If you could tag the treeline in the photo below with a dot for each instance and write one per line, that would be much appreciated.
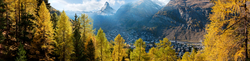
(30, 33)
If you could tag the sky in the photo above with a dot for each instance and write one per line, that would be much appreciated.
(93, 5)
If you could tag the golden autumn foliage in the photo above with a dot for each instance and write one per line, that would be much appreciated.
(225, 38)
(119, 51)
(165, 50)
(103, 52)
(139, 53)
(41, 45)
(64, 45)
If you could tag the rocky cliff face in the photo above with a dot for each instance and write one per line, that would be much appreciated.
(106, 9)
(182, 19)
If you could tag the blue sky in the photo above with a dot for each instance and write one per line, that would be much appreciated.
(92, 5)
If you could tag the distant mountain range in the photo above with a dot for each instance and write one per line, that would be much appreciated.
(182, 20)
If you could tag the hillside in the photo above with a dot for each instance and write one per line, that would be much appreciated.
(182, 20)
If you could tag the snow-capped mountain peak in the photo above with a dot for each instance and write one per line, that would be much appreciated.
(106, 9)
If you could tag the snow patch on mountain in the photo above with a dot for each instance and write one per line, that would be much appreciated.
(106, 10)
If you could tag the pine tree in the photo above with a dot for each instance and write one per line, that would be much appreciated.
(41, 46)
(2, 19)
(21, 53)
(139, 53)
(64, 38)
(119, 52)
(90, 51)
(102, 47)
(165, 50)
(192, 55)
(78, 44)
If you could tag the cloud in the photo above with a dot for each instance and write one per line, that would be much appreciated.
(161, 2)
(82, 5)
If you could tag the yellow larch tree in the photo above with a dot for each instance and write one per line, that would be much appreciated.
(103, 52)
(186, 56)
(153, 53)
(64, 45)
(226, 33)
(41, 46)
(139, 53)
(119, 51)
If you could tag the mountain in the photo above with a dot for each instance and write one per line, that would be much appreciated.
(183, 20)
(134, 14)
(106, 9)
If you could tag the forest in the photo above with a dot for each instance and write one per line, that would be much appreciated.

## Brief
Can you set out all the entries above as a numbered list, dropping any blank lines and leaving the picture out?

## Written answer
1. If you could tag the treeline in the photo below with a dot for each instance and write one per line, that would be much appreciated.
2. (30, 33)
3. If you could tag the sky in the photo above with a dot for each instance and write one per line, that would be much appreciated.
4. (93, 5)
5. If you could tag the golden autumn foliage in the photo above with a dot for each instance and write one per line, that would be much appreciated.
6. (225, 38)
7. (119, 51)
8. (165, 50)
9. (103, 52)
10. (139, 53)
11. (41, 45)
12. (64, 45)
13. If you could tag the rocky cliff face in the photo above with a dot for each instance and write one per line, that would be much appreciated.
14. (106, 9)
15. (182, 19)
16. If you could tag the blue sky in the photo above with a dot for each instance and write one per line, that would be much appreciated.
17. (92, 5)
18. If you could tag the distant mountain range in the photo above with a dot for each instance and write one per line, that would be much appreciated.
19. (182, 20)
20. If you could tag the hillside in the photo above with a dot for each instance and write one per line, that would be much appreciated.
21. (182, 20)
22. If you could tag the snow-capped mountain peak in the photo above with a dot for each instance and write one per line, that would be much appreciated.
23. (106, 9)
24. If you could tag the snow patch on mountain in the photo above with a dot for each instance and write one per line, that would be much appreciated.
25. (106, 10)
26. If you could tag the pine tree in the photo above with a dot for each instance and write one per line, that would be much appreciated.
27. (41, 46)
28. (2, 19)
29. (21, 53)
30. (139, 53)
31. (64, 38)
32. (119, 52)
33. (90, 51)
34. (102, 47)
35. (165, 50)
36. (192, 55)
37. (78, 44)
38. If you could tag the cloud in the photo above with a dot for each instance and write one per line, that would be much appreciated.
39. (161, 2)
40. (82, 5)
41. If you could tag the yellow larch tree in the photo above with a dot for each instance and write one per line, that would be much appreciated.
42. (103, 52)
43. (186, 56)
44. (153, 53)
45. (64, 45)
46. (226, 33)
47. (41, 46)
48. (139, 53)
49. (119, 51)
50. If you could tag the mountain in the photo above with a dot for each instance and write one per line, that would be much appreciated.
51. (183, 20)
52. (134, 14)
53. (106, 9)
54. If you could tag the forest in the photo above with a dot for each instance and write one per line, that would be much appreciated.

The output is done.